* [Work to do]:
Copy the stretch of items from the line containing "Find the church" through the end of the items, keeping every request line as it is, but shift each outline coordinate in the answers up by 32. Leave the coordinates in the format samples unchanged.

[Data supplied start]

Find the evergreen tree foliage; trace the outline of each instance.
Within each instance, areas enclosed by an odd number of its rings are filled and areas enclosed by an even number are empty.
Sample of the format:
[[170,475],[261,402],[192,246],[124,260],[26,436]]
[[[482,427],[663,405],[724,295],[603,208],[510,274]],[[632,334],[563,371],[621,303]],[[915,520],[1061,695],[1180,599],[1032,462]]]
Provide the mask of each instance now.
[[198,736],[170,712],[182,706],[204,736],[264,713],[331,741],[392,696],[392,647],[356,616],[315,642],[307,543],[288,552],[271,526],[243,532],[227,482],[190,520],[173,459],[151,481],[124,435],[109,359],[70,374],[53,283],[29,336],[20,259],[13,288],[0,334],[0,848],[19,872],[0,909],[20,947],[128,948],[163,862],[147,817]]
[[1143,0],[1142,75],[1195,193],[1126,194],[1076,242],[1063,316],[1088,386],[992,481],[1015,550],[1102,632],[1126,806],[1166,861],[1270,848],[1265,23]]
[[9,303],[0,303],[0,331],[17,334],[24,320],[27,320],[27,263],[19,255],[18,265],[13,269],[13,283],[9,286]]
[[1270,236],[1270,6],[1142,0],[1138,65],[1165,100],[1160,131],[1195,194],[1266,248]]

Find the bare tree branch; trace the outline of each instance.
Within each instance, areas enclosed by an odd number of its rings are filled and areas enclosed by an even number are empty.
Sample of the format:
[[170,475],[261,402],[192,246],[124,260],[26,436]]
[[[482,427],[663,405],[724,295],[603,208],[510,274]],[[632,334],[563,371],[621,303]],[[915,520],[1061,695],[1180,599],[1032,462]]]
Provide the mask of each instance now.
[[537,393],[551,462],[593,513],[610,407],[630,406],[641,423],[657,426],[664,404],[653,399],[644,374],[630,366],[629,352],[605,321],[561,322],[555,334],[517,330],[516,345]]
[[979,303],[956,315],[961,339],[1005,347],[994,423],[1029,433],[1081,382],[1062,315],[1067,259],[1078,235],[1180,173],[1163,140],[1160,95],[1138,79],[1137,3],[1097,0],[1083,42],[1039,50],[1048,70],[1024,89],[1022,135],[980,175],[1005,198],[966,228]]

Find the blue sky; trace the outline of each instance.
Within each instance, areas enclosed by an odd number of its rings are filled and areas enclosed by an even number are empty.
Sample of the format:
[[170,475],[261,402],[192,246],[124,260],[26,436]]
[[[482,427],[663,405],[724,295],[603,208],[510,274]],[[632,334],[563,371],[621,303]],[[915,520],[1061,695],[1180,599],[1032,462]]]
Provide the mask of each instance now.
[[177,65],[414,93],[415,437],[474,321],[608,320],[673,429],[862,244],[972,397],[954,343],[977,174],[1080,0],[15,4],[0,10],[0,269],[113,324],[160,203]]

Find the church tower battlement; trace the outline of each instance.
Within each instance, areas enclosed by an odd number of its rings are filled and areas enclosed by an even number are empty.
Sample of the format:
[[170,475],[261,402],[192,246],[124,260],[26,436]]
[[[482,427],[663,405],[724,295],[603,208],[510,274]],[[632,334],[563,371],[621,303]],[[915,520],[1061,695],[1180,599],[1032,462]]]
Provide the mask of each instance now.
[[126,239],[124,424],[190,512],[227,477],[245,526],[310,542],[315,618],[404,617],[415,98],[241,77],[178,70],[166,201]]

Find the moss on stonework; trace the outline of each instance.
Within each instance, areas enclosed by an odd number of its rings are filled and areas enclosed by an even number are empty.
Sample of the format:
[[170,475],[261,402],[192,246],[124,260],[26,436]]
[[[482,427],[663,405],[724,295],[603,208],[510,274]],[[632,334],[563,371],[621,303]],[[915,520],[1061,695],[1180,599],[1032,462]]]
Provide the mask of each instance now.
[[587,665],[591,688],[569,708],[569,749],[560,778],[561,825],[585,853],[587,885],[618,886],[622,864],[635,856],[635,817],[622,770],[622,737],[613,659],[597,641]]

[Data supplied end]

* [Task response]:
Find the church tower battlement; trace the outline of each instance.
Within each instance, areas enclosed by an odd number of its rings are filled and areas enclosed by an even number are empty.
Sample of the format:
[[170,475],[261,402],[192,246],[124,260],[26,436]]
[[[482,427],[663,405],[724,295],[603,208],[510,274]],[[632,334],[563,371],[621,303]],[[915,520],[1061,695],[1180,599],[1032,462]]]
Provide the mask of each instance now.
[[158,271],[156,456],[222,544],[259,509],[277,558],[342,574],[347,650],[436,649],[447,130],[273,109],[210,102],[198,233]]

Find the moss on stonework; trace the outline of each instance.
Within each instance, areas enclosed by an odd number of its rings are filled and areas enclosed by an even number are empty.
Sample of the format:
[[170,475],[261,402],[192,246],[124,260],[26,436]]
[[[482,427],[663,405],[724,295],[603,208],[510,274]],[[632,334],[563,371],[621,303]],[[915,520],[1061,695],[1180,599],[1032,462]]]
Provide the mask of each instance now.
[[619,697],[623,720],[601,740],[601,781],[592,810],[593,857],[617,885],[619,917],[650,918],[654,896],[667,888],[667,849],[654,802],[654,769],[645,691],[629,673]]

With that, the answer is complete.